Everything in the entries below must be reproduced exactly, except the images.

## Data section
+ + +

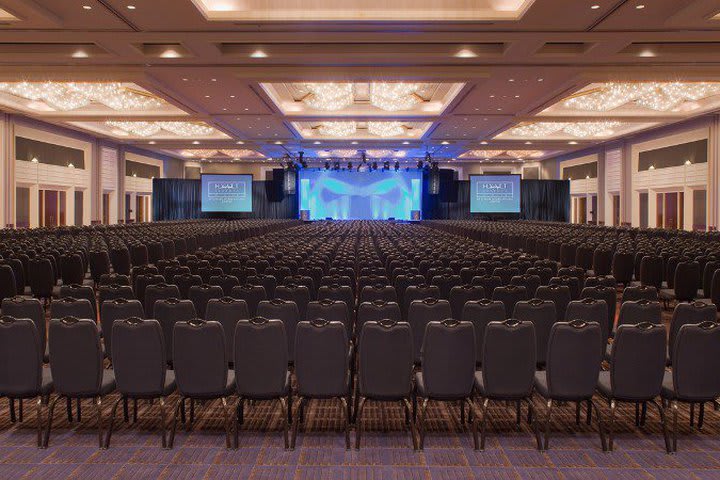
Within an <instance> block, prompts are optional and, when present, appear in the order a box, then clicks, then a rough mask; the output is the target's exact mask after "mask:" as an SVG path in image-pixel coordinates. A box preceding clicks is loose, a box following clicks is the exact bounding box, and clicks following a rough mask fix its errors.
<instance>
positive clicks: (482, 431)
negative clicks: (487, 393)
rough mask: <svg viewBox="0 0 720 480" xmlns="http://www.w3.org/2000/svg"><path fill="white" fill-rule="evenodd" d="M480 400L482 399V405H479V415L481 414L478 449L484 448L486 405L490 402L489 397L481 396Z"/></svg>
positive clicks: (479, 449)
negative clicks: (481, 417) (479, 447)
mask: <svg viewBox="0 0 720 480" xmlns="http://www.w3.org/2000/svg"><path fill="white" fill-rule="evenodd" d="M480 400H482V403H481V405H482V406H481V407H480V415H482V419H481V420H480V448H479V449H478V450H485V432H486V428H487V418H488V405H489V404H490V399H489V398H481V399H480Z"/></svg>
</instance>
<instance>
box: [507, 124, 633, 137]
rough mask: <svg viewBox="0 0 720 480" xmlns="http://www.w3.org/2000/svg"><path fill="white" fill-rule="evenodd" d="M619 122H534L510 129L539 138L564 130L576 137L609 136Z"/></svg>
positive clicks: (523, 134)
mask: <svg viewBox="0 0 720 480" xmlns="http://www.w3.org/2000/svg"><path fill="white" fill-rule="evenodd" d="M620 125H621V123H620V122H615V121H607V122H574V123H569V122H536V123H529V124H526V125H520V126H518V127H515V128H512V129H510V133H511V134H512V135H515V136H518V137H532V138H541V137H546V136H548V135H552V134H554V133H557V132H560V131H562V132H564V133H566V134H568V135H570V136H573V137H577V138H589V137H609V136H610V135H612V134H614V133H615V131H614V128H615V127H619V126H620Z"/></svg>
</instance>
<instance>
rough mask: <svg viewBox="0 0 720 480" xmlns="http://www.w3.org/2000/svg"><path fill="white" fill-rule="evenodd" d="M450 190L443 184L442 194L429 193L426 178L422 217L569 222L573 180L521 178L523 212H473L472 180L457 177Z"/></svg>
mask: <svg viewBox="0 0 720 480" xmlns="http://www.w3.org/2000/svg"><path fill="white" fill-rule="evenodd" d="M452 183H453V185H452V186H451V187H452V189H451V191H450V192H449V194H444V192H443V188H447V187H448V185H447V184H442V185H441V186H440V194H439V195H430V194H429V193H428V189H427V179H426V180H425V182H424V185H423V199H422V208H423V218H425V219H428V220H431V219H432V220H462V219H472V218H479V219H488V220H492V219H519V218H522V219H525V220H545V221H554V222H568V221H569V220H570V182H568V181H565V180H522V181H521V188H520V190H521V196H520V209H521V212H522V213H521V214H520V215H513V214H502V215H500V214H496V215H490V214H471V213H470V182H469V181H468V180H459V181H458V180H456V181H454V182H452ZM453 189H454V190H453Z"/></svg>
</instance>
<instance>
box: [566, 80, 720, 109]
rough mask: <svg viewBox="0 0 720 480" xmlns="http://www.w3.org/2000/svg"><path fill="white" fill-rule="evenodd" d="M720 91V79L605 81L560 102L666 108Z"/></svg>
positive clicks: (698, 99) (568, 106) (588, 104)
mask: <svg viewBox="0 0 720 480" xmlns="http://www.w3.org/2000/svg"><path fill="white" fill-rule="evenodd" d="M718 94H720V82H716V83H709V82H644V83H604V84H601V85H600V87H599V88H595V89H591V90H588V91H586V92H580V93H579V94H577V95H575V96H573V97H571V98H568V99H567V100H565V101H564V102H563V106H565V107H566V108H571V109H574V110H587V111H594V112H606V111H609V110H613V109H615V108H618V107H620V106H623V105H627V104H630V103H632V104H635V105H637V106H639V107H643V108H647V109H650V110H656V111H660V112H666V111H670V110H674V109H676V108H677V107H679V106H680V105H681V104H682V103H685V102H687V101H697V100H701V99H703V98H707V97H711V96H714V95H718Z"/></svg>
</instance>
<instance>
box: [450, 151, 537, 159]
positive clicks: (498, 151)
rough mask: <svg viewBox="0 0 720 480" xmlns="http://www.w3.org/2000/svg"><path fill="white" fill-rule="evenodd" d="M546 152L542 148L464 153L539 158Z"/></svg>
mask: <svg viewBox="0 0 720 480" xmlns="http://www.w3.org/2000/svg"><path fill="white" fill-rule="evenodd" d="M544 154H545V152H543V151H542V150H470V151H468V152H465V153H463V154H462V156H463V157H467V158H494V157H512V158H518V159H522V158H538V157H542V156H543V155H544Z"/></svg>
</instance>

+ + +

## Result for this task
Within an <instance> block, prompts are optional and, when present, appear in the order a box, then clicks, then a rough mask; the output is the target's exact mask after "mask:" as an SVG path in image-pixel coordinates. A box preceding clicks is loose, a box following clicks is the exact bounding box, and clicks following a rough mask fix its errors.
<instance>
positive clicks: (482, 431)
negative clicks: (487, 393)
rough mask: <svg viewBox="0 0 720 480" xmlns="http://www.w3.org/2000/svg"><path fill="white" fill-rule="evenodd" d="M480 400L482 399V405H479V415L481 414L478 449L484 448L486 405L490 402L489 397L481 396Z"/></svg>
positive clicks: (479, 449)
negative clicks: (481, 417) (479, 447)
mask: <svg viewBox="0 0 720 480" xmlns="http://www.w3.org/2000/svg"><path fill="white" fill-rule="evenodd" d="M480 400H482V403H481V405H482V406H481V407H480V415H482V419H481V420H480V448H479V449H478V450H485V432H486V428H487V418H488V405H489V404H490V399H489V398H481V399H480Z"/></svg>
</instance>
<instance>
box: [507, 124, 633, 137]
rough mask: <svg viewBox="0 0 720 480" xmlns="http://www.w3.org/2000/svg"><path fill="white" fill-rule="evenodd" d="M619 122H534L510 129L539 138L564 130L576 137L609 136Z"/></svg>
positive clicks: (523, 134)
mask: <svg viewBox="0 0 720 480" xmlns="http://www.w3.org/2000/svg"><path fill="white" fill-rule="evenodd" d="M620 125H621V123H620V122H615V121H607V122H574V123H569V122H536V123H529V124H526V125H520V126H518V127H515V128H512V129H510V133H511V134H512V135H515V136H518V137H532V138H541V137H546V136H548V135H552V134H554V133H557V132H560V131H562V132H564V133H566V134H568V135H570V136H573V137H577V138H589V137H609V136H610V135H612V134H614V133H615V131H614V128H615V127H619V126H620Z"/></svg>
</instance>
<instance>
rough mask: <svg viewBox="0 0 720 480" xmlns="http://www.w3.org/2000/svg"><path fill="white" fill-rule="evenodd" d="M450 190L443 184L442 194L429 193L426 178L422 217L569 222L573 180L521 178L523 212H473L472 180L457 177Z"/></svg>
mask: <svg viewBox="0 0 720 480" xmlns="http://www.w3.org/2000/svg"><path fill="white" fill-rule="evenodd" d="M452 183H453V185H452V186H451V187H452V189H451V191H450V192H449V194H444V192H443V188H447V187H448V185H447V184H442V185H441V186H440V194H439V195H430V194H429V193H428V189H427V179H426V180H425V182H424V185H423V199H422V208H423V218H425V219H428V220H431V219H432V220H462V219H472V218H479V219H488V220H492V219H519V218H522V219H525V220H545V221H554V222H568V221H569V220H570V182H568V181H565V180H522V181H521V188H520V190H521V196H520V209H521V212H522V213H521V214H520V215H513V214H502V215H500V214H496V215H490V214H471V213H470V182H469V181H468V180H459V181H458V180H456V181H454V182H452ZM453 189H454V190H453Z"/></svg>
</instance>
<instance>
box: [566, 80, 720, 109]
rough mask: <svg viewBox="0 0 720 480" xmlns="http://www.w3.org/2000/svg"><path fill="white" fill-rule="evenodd" d="M720 91V79L605 81L560 102L666 108Z"/></svg>
positive clicks: (698, 99) (568, 106) (588, 104)
mask: <svg viewBox="0 0 720 480" xmlns="http://www.w3.org/2000/svg"><path fill="white" fill-rule="evenodd" d="M718 94H720V82H716V83H709V82H644V83H604V84H601V85H600V87H599V88H595V89H591V90H588V91H586V92H580V93H579V94H577V95H575V96H573V97H571V98H568V99H567V100H565V101H564V102H563V106H565V107H566V108H571V109H574V110H587V111H594V112H606V111H609V110H613V109H615V108H618V107H620V106H623V105H627V104H630V103H632V104H635V105H637V106H639V107H643V108H647V109H650V110H656V111H660V112H666V111H670V110H674V109H676V108H677V107H679V106H680V105H681V104H682V103H685V102H687V101H697V100H701V99H703V98H707V97H711V96H714V95H718Z"/></svg>
</instance>
<instance>
box: [450, 151, 537, 159]
positive clicks: (498, 151)
rough mask: <svg viewBox="0 0 720 480" xmlns="http://www.w3.org/2000/svg"><path fill="white" fill-rule="evenodd" d="M546 152L542 148L464 153L539 158Z"/></svg>
mask: <svg viewBox="0 0 720 480" xmlns="http://www.w3.org/2000/svg"><path fill="white" fill-rule="evenodd" d="M544 154H545V152H543V151H542V150H470V151H468V152H465V153H463V154H462V156H463V157H467V158H494V157H512V158H518V159H522V158H538V157H542V156H543V155H544Z"/></svg>
</instance>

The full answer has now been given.